### WORK INSTRUCTIONS
When you transcribe the listing, keep each line exact and drop the pictures.
====
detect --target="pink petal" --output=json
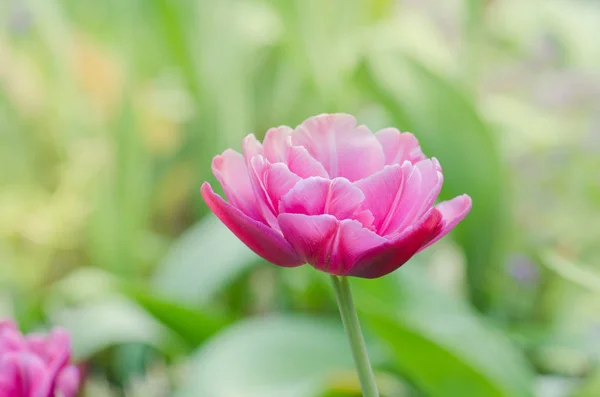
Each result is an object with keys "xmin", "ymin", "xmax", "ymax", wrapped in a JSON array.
[
  {"xmin": 248, "ymin": 156, "xmax": 302, "ymax": 229},
  {"xmin": 212, "ymin": 149, "xmax": 262, "ymax": 222},
  {"xmin": 286, "ymin": 146, "xmax": 329, "ymax": 178},
  {"xmin": 390, "ymin": 159, "xmax": 443, "ymax": 233},
  {"xmin": 0, "ymin": 325, "xmax": 26, "ymax": 355},
  {"xmin": 201, "ymin": 182, "xmax": 303, "ymax": 267},
  {"xmin": 278, "ymin": 214, "xmax": 385, "ymax": 275},
  {"xmin": 55, "ymin": 366, "xmax": 80, "ymax": 397},
  {"xmin": 242, "ymin": 134, "xmax": 264, "ymax": 159},
  {"xmin": 376, "ymin": 128, "xmax": 426, "ymax": 165},
  {"xmin": 261, "ymin": 126, "xmax": 329, "ymax": 178},
  {"xmin": 0, "ymin": 320, "xmax": 17, "ymax": 331},
  {"xmin": 419, "ymin": 194, "xmax": 472, "ymax": 251},
  {"xmin": 291, "ymin": 114, "xmax": 385, "ymax": 181},
  {"xmin": 347, "ymin": 208, "xmax": 443, "ymax": 278},
  {"xmin": 279, "ymin": 177, "xmax": 373, "ymax": 228},
  {"xmin": 41, "ymin": 329, "xmax": 71, "ymax": 374},
  {"xmin": 262, "ymin": 126, "xmax": 293, "ymax": 163},
  {"xmin": 1, "ymin": 352, "xmax": 49, "ymax": 397},
  {"xmin": 355, "ymin": 159, "xmax": 442, "ymax": 236}
]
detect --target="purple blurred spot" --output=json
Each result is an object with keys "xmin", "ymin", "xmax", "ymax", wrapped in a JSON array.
[
  {"xmin": 9, "ymin": 2, "xmax": 33, "ymax": 34},
  {"xmin": 506, "ymin": 253, "xmax": 540, "ymax": 285}
]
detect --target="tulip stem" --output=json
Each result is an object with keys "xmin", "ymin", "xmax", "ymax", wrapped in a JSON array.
[{"xmin": 331, "ymin": 275, "xmax": 379, "ymax": 397}]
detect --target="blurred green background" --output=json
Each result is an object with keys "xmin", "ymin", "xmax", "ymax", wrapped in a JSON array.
[{"xmin": 1, "ymin": 0, "xmax": 600, "ymax": 396}]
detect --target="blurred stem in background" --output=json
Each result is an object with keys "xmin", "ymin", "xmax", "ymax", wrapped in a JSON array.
[{"xmin": 331, "ymin": 276, "xmax": 379, "ymax": 397}]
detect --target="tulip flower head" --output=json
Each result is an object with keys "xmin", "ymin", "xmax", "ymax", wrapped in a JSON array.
[
  {"xmin": 0, "ymin": 320, "xmax": 80, "ymax": 397},
  {"xmin": 202, "ymin": 113, "xmax": 472, "ymax": 278}
]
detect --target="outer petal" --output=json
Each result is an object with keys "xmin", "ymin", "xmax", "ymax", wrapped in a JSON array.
[
  {"xmin": 212, "ymin": 149, "xmax": 262, "ymax": 222},
  {"xmin": 355, "ymin": 159, "xmax": 442, "ymax": 236},
  {"xmin": 278, "ymin": 214, "xmax": 385, "ymax": 275},
  {"xmin": 347, "ymin": 208, "xmax": 443, "ymax": 278},
  {"xmin": 26, "ymin": 329, "xmax": 70, "ymax": 367},
  {"xmin": 0, "ymin": 320, "xmax": 17, "ymax": 331},
  {"xmin": 376, "ymin": 128, "xmax": 426, "ymax": 165},
  {"xmin": 0, "ymin": 324, "xmax": 26, "ymax": 355},
  {"xmin": 1, "ymin": 352, "xmax": 49, "ymax": 397},
  {"xmin": 242, "ymin": 134, "xmax": 264, "ymax": 159},
  {"xmin": 262, "ymin": 126, "xmax": 292, "ymax": 163},
  {"xmin": 419, "ymin": 194, "xmax": 472, "ymax": 251},
  {"xmin": 291, "ymin": 114, "xmax": 385, "ymax": 181},
  {"xmin": 201, "ymin": 182, "xmax": 303, "ymax": 267},
  {"xmin": 389, "ymin": 159, "xmax": 443, "ymax": 233},
  {"xmin": 248, "ymin": 156, "xmax": 302, "ymax": 229},
  {"xmin": 55, "ymin": 366, "xmax": 80, "ymax": 397}
]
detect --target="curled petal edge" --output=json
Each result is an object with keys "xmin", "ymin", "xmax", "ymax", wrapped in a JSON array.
[{"xmin": 201, "ymin": 183, "xmax": 304, "ymax": 267}]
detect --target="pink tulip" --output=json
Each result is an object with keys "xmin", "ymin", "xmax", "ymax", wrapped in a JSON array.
[
  {"xmin": 201, "ymin": 113, "xmax": 472, "ymax": 278},
  {"xmin": 0, "ymin": 320, "xmax": 80, "ymax": 397}
]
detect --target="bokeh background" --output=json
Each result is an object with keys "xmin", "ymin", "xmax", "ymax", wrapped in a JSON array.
[{"xmin": 1, "ymin": 0, "xmax": 600, "ymax": 396}]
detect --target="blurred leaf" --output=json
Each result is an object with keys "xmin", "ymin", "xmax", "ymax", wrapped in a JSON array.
[
  {"xmin": 534, "ymin": 376, "xmax": 579, "ymax": 397},
  {"xmin": 152, "ymin": 0, "xmax": 202, "ymax": 99},
  {"xmin": 176, "ymin": 315, "xmax": 368, "ymax": 397},
  {"xmin": 541, "ymin": 251, "xmax": 600, "ymax": 293},
  {"xmin": 271, "ymin": 0, "xmax": 373, "ymax": 106},
  {"xmin": 357, "ymin": 54, "xmax": 510, "ymax": 311},
  {"xmin": 461, "ymin": 0, "xmax": 487, "ymax": 87},
  {"xmin": 570, "ymin": 368, "xmax": 600, "ymax": 397},
  {"xmin": 55, "ymin": 296, "xmax": 173, "ymax": 360},
  {"xmin": 354, "ymin": 265, "xmax": 535, "ymax": 397},
  {"xmin": 130, "ymin": 289, "xmax": 231, "ymax": 348},
  {"xmin": 152, "ymin": 214, "xmax": 258, "ymax": 305}
]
====
### EXERCISE ANSWER
detect --target="pink petal" --output=json
Each result is an object with keys "xmin", "ymin", "xmax", "ymax", wrapped in a JSON array.
[
  {"xmin": 248, "ymin": 156, "xmax": 302, "ymax": 229},
  {"xmin": 212, "ymin": 149, "xmax": 262, "ymax": 222},
  {"xmin": 286, "ymin": 146, "xmax": 329, "ymax": 178},
  {"xmin": 390, "ymin": 159, "xmax": 443, "ymax": 233},
  {"xmin": 0, "ymin": 325, "xmax": 26, "ymax": 355},
  {"xmin": 201, "ymin": 182, "xmax": 303, "ymax": 267},
  {"xmin": 278, "ymin": 214, "xmax": 385, "ymax": 275},
  {"xmin": 55, "ymin": 366, "xmax": 80, "ymax": 397},
  {"xmin": 242, "ymin": 134, "xmax": 264, "ymax": 159},
  {"xmin": 376, "ymin": 128, "xmax": 426, "ymax": 165},
  {"xmin": 261, "ymin": 126, "xmax": 329, "ymax": 178},
  {"xmin": 0, "ymin": 320, "xmax": 17, "ymax": 331},
  {"xmin": 419, "ymin": 194, "xmax": 472, "ymax": 251},
  {"xmin": 291, "ymin": 114, "xmax": 385, "ymax": 181},
  {"xmin": 347, "ymin": 208, "xmax": 443, "ymax": 278},
  {"xmin": 279, "ymin": 177, "xmax": 373, "ymax": 228},
  {"xmin": 41, "ymin": 329, "xmax": 71, "ymax": 374},
  {"xmin": 262, "ymin": 126, "xmax": 293, "ymax": 163},
  {"xmin": 1, "ymin": 352, "xmax": 49, "ymax": 397},
  {"xmin": 355, "ymin": 159, "xmax": 442, "ymax": 236}
]
detect --target="purple blurred spot" --output=json
Each result is an object with keys "xmin", "ymin", "xmax", "ymax", wrapped in a JSON array.
[
  {"xmin": 9, "ymin": 2, "xmax": 33, "ymax": 34},
  {"xmin": 506, "ymin": 253, "xmax": 540, "ymax": 285}
]
detect --target="tulip stem" --output=json
Each result is an object with keys "xmin", "ymin", "xmax", "ymax", wrapped in a JSON array.
[{"xmin": 331, "ymin": 275, "xmax": 379, "ymax": 397}]
detect --target="blurred green background" --output=json
Each result is an object with keys "xmin", "ymin", "xmax", "ymax", wrapped in a JSON array.
[{"xmin": 1, "ymin": 0, "xmax": 600, "ymax": 396}]
detect --target="blurred stem in background" --output=json
Each result is an object with keys "xmin", "ymin", "xmax", "ymax", wrapped in a JSON array.
[{"xmin": 331, "ymin": 276, "xmax": 379, "ymax": 397}]
detect --target="tulip flower head" --output=json
Each result is an object with keys "xmin", "ymin", "xmax", "ymax", wrapped in a JSON array.
[
  {"xmin": 0, "ymin": 320, "xmax": 80, "ymax": 397},
  {"xmin": 202, "ymin": 113, "xmax": 472, "ymax": 278}
]
detect --target="outer petal" --output=json
Each result is an object with keys "xmin", "ymin", "xmax", "ymax", wrapped in a JSON array.
[
  {"xmin": 212, "ymin": 149, "xmax": 262, "ymax": 222},
  {"xmin": 355, "ymin": 159, "xmax": 442, "ymax": 236},
  {"xmin": 278, "ymin": 214, "xmax": 385, "ymax": 275},
  {"xmin": 347, "ymin": 208, "xmax": 443, "ymax": 278},
  {"xmin": 26, "ymin": 329, "xmax": 70, "ymax": 367},
  {"xmin": 0, "ymin": 320, "xmax": 17, "ymax": 331},
  {"xmin": 376, "ymin": 128, "xmax": 426, "ymax": 165},
  {"xmin": 0, "ymin": 324, "xmax": 26, "ymax": 355},
  {"xmin": 1, "ymin": 352, "xmax": 49, "ymax": 397},
  {"xmin": 242, "ymin": 134, "xmax": 264, "ymax": 159},
  {"xmin": 262, "ymin": 126, "xmax": 292, "ymax": 163},
  {"xmin": 419, "ymin": 194, "xmax": 472, "ymax": 251},
  {"xmin": 291, "ymin": 114, "xmax": 385, "ymax": 181},
  {"xmin": 201, "ymin": 182, "xmax": 303, "ymax": 267},
  {"xmin": 389, "ymin": 159, "xmax": 443, "ymax": 233},
  {"xmin": 248, "ymin": 156, "xmax": 302, "ymax": 229},
  {"xmin": 55, "ymin": 366, "xmax": 80, "ymax": 397}
]
detect --target="curled petal edge" --output=json
Each result is an object with keys "xmin", "ymin", "xmax", "ymax", wrapped in a JSON array.
[{"xmin": 201, "ymin": 183, "xmax": 304, "ymax": 267}]
detect --target="pink tulip" --output=json
Each result is an object with keys "xmin", "ymin", "xmax", "ymax", wrapped in a JSON array.
[
  {"xmin": 201, "ymin": 113, "xmax": 472, "ymax": 278},
  {"xmin": 0, "ymin": 320, "xmax": 80, "ymax": 397}
]
detect --target="bokeh background" --output=json
Each result is an object with keys "xmin", "ymin", "xmax", "ymax", wrapped in a JSON array.
[{"xmin": 1, "ymin": 0, "xmax": 600, "ymax": 396}]
detect --target="blurred leaf" --output=json
Each result is an object with keys "xmin", "ymin", "xmax", "ymax", wrapped in a JSON array.
[
  {"xmin": 534, "ymin": 376, "xmax": 579, "ymax": 397},
  {"xmin": 152, "ymin": 0, "xmax": 202, "ymax": 99},
  {"xmin": 176, "ymin": 315, "xmax": 368, "ymax": 397},
  {"xmin": 541, "ymin": 251, "xmax": 600, "ymax": 293},
  {"xmin": 271, "ymin": 0, "xmax": 373, "ymax": 106},
  {"xmin": 357, "ymin": 54, "xmax": 510, "ymax": 311},
  {"xmin": 461, "ymin": 0, "xmax": 487, "ymax": 87},
  {"xmin": 570, "ymin": 368, "xmax": 600, "ymax": 397},
  {"xmin": 55, "ymin": 296, "xmax": 173, "ymax": 360},
  {"xmin": 354, "ymin": 265, "xmax": 535, "ymax": 397},
  {"xmin": 130, "ymin": 289, "xmax": 231, "ymax": 348},
  {"xmin": 152, "ymin": 214, "xmax": 258, "ymax": 305}
]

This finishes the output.